== Your objective ==
Please rescale the part that opens with the row containing "detect:white spiral stripe" and closes at the end of the rows. Give every row of that part again, requests included, with each coordinate in the answers multiplied by 1.6 and rounded to a whole number, halves rounding up.

## begin Given records

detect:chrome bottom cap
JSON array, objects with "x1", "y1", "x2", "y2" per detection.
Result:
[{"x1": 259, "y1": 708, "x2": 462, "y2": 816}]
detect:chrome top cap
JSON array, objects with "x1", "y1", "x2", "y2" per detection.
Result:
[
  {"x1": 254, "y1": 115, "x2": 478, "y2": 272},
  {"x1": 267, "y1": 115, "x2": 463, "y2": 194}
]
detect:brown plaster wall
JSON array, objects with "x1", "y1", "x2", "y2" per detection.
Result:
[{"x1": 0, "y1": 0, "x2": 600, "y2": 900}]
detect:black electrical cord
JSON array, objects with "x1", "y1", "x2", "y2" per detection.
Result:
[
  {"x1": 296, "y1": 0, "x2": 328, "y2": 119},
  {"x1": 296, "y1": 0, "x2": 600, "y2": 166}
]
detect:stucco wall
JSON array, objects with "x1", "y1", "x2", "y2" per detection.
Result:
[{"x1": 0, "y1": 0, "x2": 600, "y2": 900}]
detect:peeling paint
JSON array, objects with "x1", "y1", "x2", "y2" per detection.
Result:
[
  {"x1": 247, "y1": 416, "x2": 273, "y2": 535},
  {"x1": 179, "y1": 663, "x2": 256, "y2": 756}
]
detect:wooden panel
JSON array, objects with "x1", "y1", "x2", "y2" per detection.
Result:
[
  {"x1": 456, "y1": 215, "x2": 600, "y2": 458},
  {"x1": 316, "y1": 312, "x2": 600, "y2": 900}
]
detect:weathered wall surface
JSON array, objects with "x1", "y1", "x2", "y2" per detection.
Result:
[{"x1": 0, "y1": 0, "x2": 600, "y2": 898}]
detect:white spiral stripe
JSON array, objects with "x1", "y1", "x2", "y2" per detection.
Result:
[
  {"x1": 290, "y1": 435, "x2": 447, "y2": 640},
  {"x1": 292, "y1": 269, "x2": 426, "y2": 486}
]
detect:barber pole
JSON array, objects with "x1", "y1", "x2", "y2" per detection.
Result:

## end Given records

== Problem solution ==
detect:white spiral stripe
JSON array, objects with "x1", "y1", "x2", "y2" per detection.
Result:
[
  {"x1": 464, "y1": 696, "x2": 715, "y2": 1024},
  {"x1": 467, "y1": 430, "x2": 682, "y2": 778}
]
detect:barber pole
JSON array, objects with "x1", "y1", "x2", "y2" per detection.
Result:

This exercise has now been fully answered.